[What the task asks] Each line below should be quoted exactly, please.

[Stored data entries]
-- start --

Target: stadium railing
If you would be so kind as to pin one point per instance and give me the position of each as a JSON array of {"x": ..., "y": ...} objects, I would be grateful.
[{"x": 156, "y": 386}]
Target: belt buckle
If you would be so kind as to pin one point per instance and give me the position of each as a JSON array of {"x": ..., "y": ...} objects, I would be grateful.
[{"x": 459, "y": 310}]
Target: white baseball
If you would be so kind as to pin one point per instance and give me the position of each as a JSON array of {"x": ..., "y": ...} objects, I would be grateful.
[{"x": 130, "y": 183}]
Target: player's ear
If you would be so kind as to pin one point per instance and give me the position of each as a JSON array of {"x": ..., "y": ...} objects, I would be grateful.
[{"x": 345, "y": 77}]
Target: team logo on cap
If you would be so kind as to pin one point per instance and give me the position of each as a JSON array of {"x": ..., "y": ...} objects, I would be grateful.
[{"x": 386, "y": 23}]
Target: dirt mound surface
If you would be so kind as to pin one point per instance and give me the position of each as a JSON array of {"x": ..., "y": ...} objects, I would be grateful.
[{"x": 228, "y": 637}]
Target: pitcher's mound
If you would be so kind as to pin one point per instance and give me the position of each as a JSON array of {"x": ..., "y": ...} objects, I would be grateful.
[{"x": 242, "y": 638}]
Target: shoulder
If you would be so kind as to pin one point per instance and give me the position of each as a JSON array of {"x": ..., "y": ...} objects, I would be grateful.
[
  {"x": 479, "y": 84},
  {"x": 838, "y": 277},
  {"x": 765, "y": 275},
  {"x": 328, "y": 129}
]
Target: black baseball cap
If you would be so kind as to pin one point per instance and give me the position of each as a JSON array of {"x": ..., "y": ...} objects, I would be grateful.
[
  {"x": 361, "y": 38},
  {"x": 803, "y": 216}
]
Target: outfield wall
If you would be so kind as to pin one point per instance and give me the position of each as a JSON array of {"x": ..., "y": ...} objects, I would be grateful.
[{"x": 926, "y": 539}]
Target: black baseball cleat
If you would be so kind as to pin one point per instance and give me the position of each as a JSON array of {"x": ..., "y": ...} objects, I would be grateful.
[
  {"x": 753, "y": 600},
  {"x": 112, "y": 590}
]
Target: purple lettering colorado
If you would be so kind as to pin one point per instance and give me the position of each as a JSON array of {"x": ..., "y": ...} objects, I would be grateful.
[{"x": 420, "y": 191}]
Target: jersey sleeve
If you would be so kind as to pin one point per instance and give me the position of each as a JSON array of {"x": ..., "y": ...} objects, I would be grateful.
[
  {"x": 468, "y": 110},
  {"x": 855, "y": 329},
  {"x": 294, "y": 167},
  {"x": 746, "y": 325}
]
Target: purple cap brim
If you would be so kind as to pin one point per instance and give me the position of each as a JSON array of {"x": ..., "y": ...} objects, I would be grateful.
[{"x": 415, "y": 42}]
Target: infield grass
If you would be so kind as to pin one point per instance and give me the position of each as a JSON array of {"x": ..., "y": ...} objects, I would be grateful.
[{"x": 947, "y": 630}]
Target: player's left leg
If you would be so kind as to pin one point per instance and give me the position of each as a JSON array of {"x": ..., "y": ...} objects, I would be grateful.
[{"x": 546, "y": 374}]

-- end --

[Finished exercise]
Target: stadium railing
If you would be so kind as to pin one point per instance and give me the position of each as a JSON array of {"x": ..., "y": ...} objects, I would be grateful.
[{"x": 156, "y": 386}]
Target: belt buckle
If you would be so kind as to pin one point per instance and give me the position of each as a JSON array of {"x": ..., "y": ...} objects, I would be grateful.
[{"x": 459, "y": 310}]
Target: white baseball
If you would be so kind as to pin one point per instance and give me the position of each as a JSON array of {"x": ..., "y": ...} objects, I would be grateful.
[{"x": 130, "y": 183}]
Target: player's ear
If you would be so kind as to pin one point per instance and give me the position of each as a JSON array of {"x": ..., "y": ...} objects, I would be grateful.
[{"x": 345, "y": 77}]
Target: team logo on cap
If you would be so kind as to pin one point per instance and give me the position of each as a JSON array of {"x": ..., "y": ...} objects, I would be grateful.
[{"x": 386, "y": 23}]
Target: dirt mound surface
If you would be so kind as to pin one point per instance and give me the position of each as a JSON array of {"x": ..., "y": ...} objects, I would be grateful.
[{"x": 228, "y": 637}]
Target: pitcher's mound
If you would be so kind as to pin one point per instance and give me the position of each as a JSON array of {"x": ..., "y": ...} objects, I would be grateful.
[{"x": 242, "y": 638}]
Target: shoulder
If you would be so kind as to pin one point per instance and give me the position of each as a JSON array of {"x": ..., "y": ...} objects, I would be grateful.
[
  {"x": 479, "y": 84},
  {"x": 838, "y": 277},
  {"x": 765, "y": 275},
  {"x": 328, "y": 129}
]
Target: black baseball cap
If you would be so kind as to pin one point per instance and give me the position of each as a JSON array of {"x": ..., "y": ...} objects, I would be grateful.
[
  {"x": 361, "y": 38},
  {"x": 803, "y": 216}
]
Target: outfield wall
If you would be so kind as to pin one point per instance and give me the position of each as a JSON array of {"x": ..., "y": ...} objects, I would be grateful.
[{"x": 926, "y": 539}]
Target: black baseball cleat
If you would be so kind as to pin one point per instance and give me the position of each as a JSON array of {"x": ..., "y": ...} objects, I would be grateful.
[
  {"x": 753, "y": 600},
  {"x": 112, "y": 590}
]
Target: purple lettering colorado
If you would be so kind as to pin one point per instance and give me the position of each as a JSON array of {"x": ..., "y": ...} objects, I would be grateful.
[{"x": 420, "y": 191}]
Target: jersey sleeve
If you would be so kind as to pin one point per instance and give me the position of each as a JSON array of {"x": ..., "y": ...} objects, I would be grateful.
[
  {"x": 468, "y": 110},
  {"x": 855, "y": 329},
  {"x": 294, "y": 167},
  {"x": 746, "y": 325}
]
Target: purple cap brim
If you would be so kind as to pin one point per instance and give me the position of each as a JSON array of {"x": ..., "y": ...} objects, I would be grateful.
[{"x": 415, "y": 42}]
Target: infield grass
If you would be so kind as to pin one point per instance and give me the position of each as a JSON array of {"x": ..., "y": ...} objects, I would be grateful.
[{"x": 947, "y": 630}]
Target: player's left leg
If you would be so kind as to pin one point per instance and give me the position of each as a JSON array of {"x": ..., "y": ...} objects, I would be grateful.
[{"x": 546, "y": 374}]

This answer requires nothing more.